- Selected passage

-*-*-

By Deagon B Williams
In my experience as a classically trained chef, the phrase Restaurant P&L or Profit and Loss Statement made my eyes roll in the back of my head and my heart palpitate. It was a long time before I could calmly appreciate the importance and power of any financial statement, including a PL or P&L for restaurants. You see, the beauty of financial statements is that they offer an overview of the financial health and well-being of a food business- all by laying out the relationships between certain key indicators.
As soon as I understood that reading a financial statement was about all about looking at the relationships between the numbers, it was suddenly in a realm that my brain could understand because it was just like cooking. I understand cooking to be about relationships- sweet, salty, acid and bitter all interplay with one another to make a stunning flavor. Just like there is an ideal relationship of sweet to salty for a certain type of dish, there is an ideal relationship of figures on your financial statements for certain types of business goals.

-*-*-

- Data shown
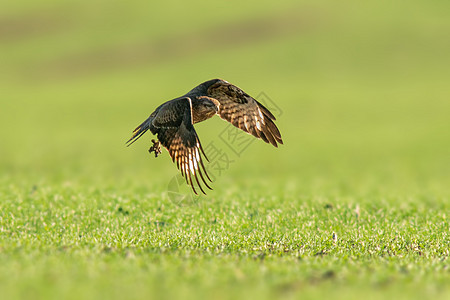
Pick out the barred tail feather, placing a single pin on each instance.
(139, 131)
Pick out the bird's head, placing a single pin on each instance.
(206, 106)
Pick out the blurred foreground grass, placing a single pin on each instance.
(363, 89)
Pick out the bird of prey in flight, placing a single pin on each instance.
(173, 123)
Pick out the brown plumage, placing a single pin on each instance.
(173, 123)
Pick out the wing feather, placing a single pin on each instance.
(244, 112)
(183, 143)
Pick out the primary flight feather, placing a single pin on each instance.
(173, 123)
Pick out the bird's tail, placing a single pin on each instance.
(139, 131)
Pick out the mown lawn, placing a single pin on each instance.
(355, 204)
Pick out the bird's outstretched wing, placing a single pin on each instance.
(177, 134)
(244, 112)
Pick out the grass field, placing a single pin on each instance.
(355, 204)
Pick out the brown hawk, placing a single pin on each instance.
(173, 123)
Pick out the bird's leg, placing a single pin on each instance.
(155, 148)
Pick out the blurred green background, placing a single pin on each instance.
(364, 87)
(364, 91)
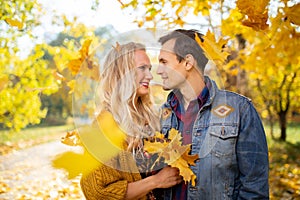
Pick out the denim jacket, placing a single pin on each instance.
(229, 138)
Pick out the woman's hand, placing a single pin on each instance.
(167, 177)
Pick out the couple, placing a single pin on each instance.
(223, 127)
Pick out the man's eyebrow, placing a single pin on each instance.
(161, 60)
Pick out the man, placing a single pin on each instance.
(223, 127)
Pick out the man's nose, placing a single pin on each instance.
(159, 69)
(149, 75)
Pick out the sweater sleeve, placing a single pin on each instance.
(104, 183)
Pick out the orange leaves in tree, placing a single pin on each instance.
(174, 153)
(255, 13)
(293, 14)
(84, 63)
(214, 50)
(15, 23)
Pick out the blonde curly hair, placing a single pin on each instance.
(117, 94)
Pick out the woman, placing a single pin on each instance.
(124, 86)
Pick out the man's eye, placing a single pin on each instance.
(142, 67)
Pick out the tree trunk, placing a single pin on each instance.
(283, 122)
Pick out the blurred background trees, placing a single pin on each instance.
(262, 38)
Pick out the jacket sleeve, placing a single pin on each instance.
(252, 156)
(103, 183)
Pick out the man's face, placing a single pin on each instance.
(171, 71)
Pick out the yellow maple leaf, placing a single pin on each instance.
(293, 14)
(173, 153)
(71, 139)
(85, 63)
(14, 22)
(75, 163)
(3, 81)
(213, 50)
(99, 141)
(255, 13)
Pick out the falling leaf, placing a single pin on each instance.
(58, 76)
(71, 139)
(84, 63)
(100, 141)
(213, 50)
(173, 152)
(75, 163)
(14, 22)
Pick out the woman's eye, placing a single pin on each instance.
(142, 67)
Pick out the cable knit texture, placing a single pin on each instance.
(109, 181)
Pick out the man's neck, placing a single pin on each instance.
(191, 89)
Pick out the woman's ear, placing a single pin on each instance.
(189, 62)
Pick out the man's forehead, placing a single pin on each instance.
(168, 46)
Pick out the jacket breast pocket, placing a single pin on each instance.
(223, 139)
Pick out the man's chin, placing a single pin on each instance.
(166, 88)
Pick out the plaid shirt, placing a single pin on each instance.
(186, 121)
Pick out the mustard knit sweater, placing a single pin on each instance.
(109, 182)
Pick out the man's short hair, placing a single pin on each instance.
(185, 43)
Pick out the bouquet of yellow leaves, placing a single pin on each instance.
(173, 153)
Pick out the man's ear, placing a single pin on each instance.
(189, 62)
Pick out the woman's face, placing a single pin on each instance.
(143, 75)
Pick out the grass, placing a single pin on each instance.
(10, 141)
(284, 159)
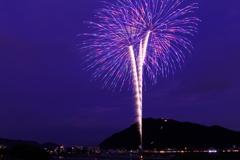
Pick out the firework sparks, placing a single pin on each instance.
(134, 37)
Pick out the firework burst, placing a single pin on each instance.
(133, 37)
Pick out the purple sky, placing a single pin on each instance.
(46, 96)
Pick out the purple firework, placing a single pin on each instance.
(133, 37)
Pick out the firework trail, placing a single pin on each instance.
(134, 37)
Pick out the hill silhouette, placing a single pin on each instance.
(162, 133)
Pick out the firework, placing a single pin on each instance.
(133, 37)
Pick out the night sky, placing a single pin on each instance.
(46, 96)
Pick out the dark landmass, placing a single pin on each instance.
(11, 143)
(162, 133)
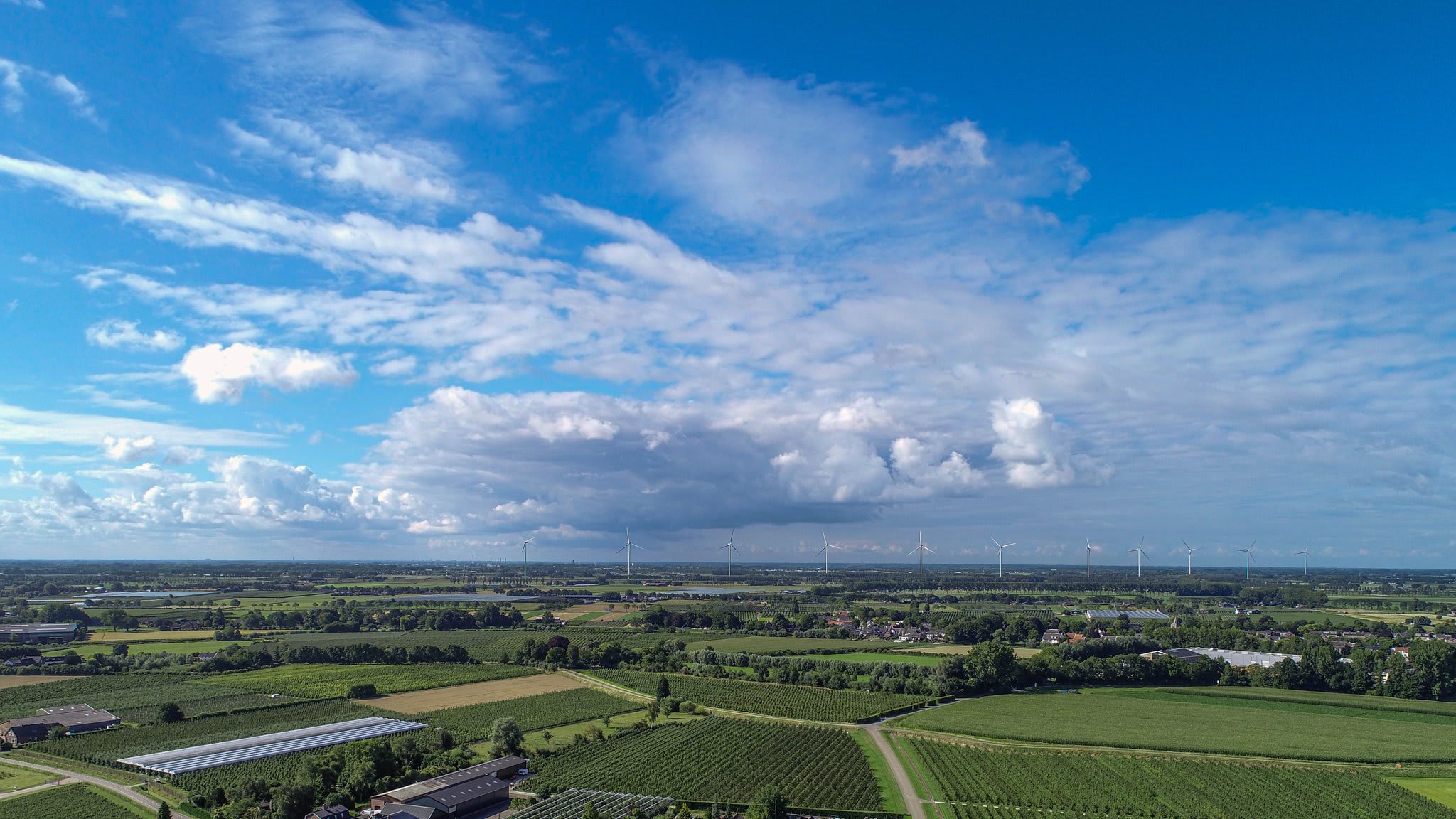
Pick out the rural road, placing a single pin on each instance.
(134, 796)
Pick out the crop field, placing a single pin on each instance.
(793, 645)
(490, 645)
(1008, 783)
(325, 681)
(133, 697)
(722, 758)
(772, 700)
(1192, 720)
(72, 802)
(473, 694)
(472, 723)
(104, 748)
(18, 681)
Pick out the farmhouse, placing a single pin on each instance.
(461, 793)
(38, 631)
(76, 719)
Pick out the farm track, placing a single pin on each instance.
(114, 787)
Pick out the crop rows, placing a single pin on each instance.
(472, 723)
(326, 682)
(572, 803)
(1081, 784)
(72, 802)
(721, 758)
(491, 643)
(774, 700)
(105, 748)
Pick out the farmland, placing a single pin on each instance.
(323, 681)
(72, 802)
(722, 758)
(473, 694)
(982, 781)
(104, 748)
(132, 697)
(472, 723)
(796, 701)
(1288, 727)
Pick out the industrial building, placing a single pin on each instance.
(456, 796)
(76, 719)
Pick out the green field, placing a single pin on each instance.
(472, 723)
(104, 748)
(721, 758)
(72, 802)
(796, 701)
(1436, 788)
(1010, 783)
(791, 645)
(325, 682)
(133, 697)
(1292, 726)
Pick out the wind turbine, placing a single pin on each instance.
(1002, 550)
(732, 550)
(1248, 559)
(1190, 556)
(825, 551)
(1140, 552)
(628, 548)
(922, 548)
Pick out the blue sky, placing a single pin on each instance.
(421, 280)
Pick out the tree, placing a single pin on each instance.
(505, 738)
(768, 803)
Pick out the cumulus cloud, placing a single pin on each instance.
(124, 336)
(1034, 448)
(222, 373)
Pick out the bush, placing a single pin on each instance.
(363, 691)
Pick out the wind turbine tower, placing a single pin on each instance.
(1140, 552)
(732, 550)
(922, 548)
(1190, 556)
(1248, 559)
(1001, 548)
(825, 551)
(628, 548)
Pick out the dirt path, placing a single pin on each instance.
(114, 787)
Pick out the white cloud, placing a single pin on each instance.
(1033, 446)
(124, 334)
(15, 76)
(378, 168)
(357, 241)
(222, 373)
(129, 449)
(329, 48)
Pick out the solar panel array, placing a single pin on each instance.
(216, 754)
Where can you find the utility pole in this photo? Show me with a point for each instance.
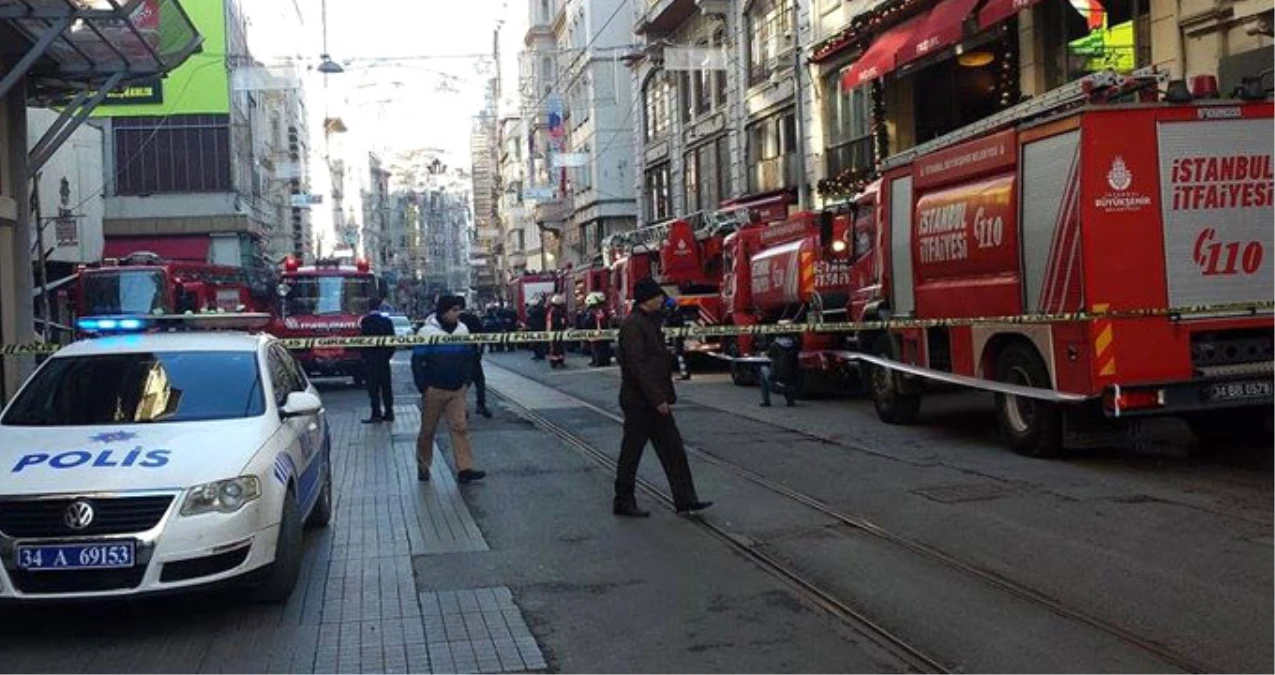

-*-*-

- Required work
A: In the passage on restaurant financial statements above, set down the stretch from "As soon as I" through "of business goals.".
B: Answer these from the passage on restaurant financial statements above:
(i) What kind of chef does the writer say they trained as?
(ii) Of what do financial statements offer an overview, according to the passage?
(iii) Which four tastes does the writer say interplay with one another in cooking?

- Task answers
A:
As soon as I understood that reading a financial statement was about all about looking at the relationships between the numbers, it was suddenly in a realm that my brain could understand because it was just like cooking. I understand cooking to be about relationships- sweet, salty, acid and bitter all interplay with one another to make a stunning flavor. Just like there is an ideal relationship of sweet to salty for a certain type of dish, there is an ideal relationship of figures on your financial statements for certain types of business goals.

B:
(i) A classically trained chef.
(ii) The financial health and well-being of a food business.
(iii) Sweet, salty, acid and bitter.